Exercise text:
==============================

The Office of Today and Tomorrow

By Paul Ferro, CEO, Form4 Architecture

This year there has been a great deal of press interest in design solutions that address health concerns raised by COVID-19.  Form4 Architecture worked on a design guide for workplaces that explores how our clients in and around the Silicon Valley can future-proof their offices from the effects of pandemics. 

The world’s leading on-line architecture magazine Dezeen took interest in our approach. They published an article describing how many of the recent spatial practices for making the workplace increasingly social were at odds with new measures required to maintain safe distances between staff.

At the same time, we know that homeworking will increase even after the pandemic is behind us, so we anticipate that the way offices are used will change. At home, focused work can be highly productive, but perhaps focus spaces at the office can tap into our need for social settings and people watching and take cues from coffee shops that are sought by laptop users who prefer access to food, background music, and the buzz of nearby people. The Shelter-In-Place COVID Experiment has perhaps laid the groundwork for the new workplace where focus work can occur at home and in more lively communal environments at the office.

But more is needed than focused work. The Big Idea sought by tech companies eventually comes from trading ideas until they solidify into a coherent innovation. There is need for regular learning both in training rooms and from incidental exposure to what others are producing. The exchange and creation of ideas is best served by in person interaction and the energy and motivation that come from being with others. There is an intangible power in body language, a gesture, a pat on the back, which are all missing through the screen. Offices will need to refocus as spaces and places for getting together when face-to-face encounters really matter. Certain types of meetings and briefings will require this as well, for example, the training of staff, especially when getting to know new recruits.

Employers will no doubt think carefully about focused events facilitating cohesion and camaraderie amongst both those who work mostly from home and those who are more office based. This will see a demand for interiors conducive to large gatherings of people coming together and perhaps celebratory spaces as well.

==============================

Available data:

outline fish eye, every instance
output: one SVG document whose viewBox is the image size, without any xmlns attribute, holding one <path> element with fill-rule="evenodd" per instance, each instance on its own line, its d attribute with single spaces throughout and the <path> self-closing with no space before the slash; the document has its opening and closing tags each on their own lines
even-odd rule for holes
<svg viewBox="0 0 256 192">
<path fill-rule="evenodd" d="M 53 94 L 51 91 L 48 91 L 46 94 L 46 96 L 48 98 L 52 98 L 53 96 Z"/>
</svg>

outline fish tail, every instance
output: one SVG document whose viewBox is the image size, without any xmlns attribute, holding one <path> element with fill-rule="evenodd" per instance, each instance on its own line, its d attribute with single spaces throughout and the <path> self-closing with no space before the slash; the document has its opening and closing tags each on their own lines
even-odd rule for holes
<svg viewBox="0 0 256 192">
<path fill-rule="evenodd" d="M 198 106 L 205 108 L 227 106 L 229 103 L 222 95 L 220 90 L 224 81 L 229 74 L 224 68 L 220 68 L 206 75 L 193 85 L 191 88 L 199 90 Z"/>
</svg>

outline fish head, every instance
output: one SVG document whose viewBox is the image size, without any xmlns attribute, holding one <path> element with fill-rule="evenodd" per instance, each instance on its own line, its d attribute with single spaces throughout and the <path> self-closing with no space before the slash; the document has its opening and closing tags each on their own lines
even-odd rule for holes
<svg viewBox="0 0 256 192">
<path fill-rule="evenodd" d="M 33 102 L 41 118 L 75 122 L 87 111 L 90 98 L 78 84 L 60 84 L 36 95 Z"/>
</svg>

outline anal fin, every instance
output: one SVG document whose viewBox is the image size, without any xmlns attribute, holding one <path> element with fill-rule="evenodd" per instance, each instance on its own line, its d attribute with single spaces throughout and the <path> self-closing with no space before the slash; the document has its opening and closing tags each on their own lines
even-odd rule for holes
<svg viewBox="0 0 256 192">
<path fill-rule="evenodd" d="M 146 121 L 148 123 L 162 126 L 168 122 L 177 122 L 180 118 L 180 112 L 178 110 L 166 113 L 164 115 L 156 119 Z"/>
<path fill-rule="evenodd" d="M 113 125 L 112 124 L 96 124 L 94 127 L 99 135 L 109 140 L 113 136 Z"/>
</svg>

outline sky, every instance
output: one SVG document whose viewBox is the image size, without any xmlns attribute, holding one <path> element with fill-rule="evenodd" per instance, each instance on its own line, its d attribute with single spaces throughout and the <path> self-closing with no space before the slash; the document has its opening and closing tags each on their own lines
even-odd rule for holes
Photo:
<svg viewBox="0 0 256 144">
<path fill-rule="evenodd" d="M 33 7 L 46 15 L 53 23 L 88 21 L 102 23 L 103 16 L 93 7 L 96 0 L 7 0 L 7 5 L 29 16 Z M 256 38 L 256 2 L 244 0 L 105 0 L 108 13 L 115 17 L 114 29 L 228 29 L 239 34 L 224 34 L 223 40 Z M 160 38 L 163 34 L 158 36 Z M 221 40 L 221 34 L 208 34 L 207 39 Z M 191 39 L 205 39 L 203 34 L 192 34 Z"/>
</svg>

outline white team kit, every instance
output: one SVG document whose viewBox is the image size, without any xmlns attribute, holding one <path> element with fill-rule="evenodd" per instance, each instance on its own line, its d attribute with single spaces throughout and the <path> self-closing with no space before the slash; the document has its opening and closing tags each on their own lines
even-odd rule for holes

==============================

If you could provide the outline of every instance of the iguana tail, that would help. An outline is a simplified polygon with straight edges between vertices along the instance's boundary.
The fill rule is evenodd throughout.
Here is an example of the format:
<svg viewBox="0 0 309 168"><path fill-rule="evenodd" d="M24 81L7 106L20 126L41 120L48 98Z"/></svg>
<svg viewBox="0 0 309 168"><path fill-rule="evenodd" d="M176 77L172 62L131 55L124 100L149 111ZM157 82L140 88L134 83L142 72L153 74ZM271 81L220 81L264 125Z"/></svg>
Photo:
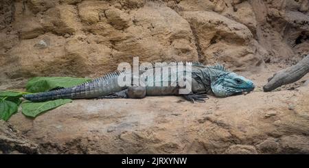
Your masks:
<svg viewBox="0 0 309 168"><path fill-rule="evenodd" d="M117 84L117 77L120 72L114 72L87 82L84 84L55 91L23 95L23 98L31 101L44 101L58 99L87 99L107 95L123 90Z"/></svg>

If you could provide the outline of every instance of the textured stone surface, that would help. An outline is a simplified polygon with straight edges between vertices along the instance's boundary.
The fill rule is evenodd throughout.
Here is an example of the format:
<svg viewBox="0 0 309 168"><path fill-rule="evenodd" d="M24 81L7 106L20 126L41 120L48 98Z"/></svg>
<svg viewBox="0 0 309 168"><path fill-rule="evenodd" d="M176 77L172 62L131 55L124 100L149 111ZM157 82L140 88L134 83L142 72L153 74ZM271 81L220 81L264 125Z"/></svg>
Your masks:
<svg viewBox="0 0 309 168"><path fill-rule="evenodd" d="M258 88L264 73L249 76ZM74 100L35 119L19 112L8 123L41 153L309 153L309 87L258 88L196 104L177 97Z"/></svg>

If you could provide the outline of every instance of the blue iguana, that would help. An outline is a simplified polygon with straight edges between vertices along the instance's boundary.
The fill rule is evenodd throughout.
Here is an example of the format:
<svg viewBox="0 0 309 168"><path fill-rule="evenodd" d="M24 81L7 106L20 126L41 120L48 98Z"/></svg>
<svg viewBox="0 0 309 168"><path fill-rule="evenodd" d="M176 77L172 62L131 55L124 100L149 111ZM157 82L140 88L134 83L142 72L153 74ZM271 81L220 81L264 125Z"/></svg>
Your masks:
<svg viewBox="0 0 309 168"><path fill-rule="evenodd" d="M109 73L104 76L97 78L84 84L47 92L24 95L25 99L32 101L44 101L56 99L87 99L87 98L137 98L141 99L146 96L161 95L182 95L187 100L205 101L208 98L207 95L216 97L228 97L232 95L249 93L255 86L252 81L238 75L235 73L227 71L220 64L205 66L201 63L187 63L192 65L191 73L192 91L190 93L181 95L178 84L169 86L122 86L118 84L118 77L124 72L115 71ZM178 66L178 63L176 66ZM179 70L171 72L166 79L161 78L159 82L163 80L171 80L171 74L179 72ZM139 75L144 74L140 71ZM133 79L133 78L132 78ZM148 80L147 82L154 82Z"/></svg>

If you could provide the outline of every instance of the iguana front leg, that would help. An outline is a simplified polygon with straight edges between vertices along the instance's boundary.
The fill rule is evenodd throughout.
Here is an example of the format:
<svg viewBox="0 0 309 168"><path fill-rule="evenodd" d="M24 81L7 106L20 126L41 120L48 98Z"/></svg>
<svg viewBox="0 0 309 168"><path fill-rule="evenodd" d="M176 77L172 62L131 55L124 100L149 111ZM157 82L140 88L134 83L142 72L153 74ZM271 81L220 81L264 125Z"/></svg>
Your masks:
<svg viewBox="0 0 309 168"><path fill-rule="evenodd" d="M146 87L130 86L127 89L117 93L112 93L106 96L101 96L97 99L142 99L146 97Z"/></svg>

==============================

Work required: Can you copy the office article from "At the same" up to and including "at the office.", swapping "coffee shops" for "hotel lobbies"? Work from the office article alone, not the records.

Answer for this exercise:
At the same time, we know that homeworking will increase even after the pandemic is behind us, so we anticipate that the way offices are used will change. At home, focused work can be highly productive, but perhaps focus spaces at the office can tap into our need for social settings and people watching and take cues from hotel lobbies that are sought by laptop users who prefer access to food, background music, and the buzz of nearby people. The Shelter-In-Place COVID Experiment has perhaps laid the groundwork for the new workplace where focus work can occur at home and in more lively communal environments at the office.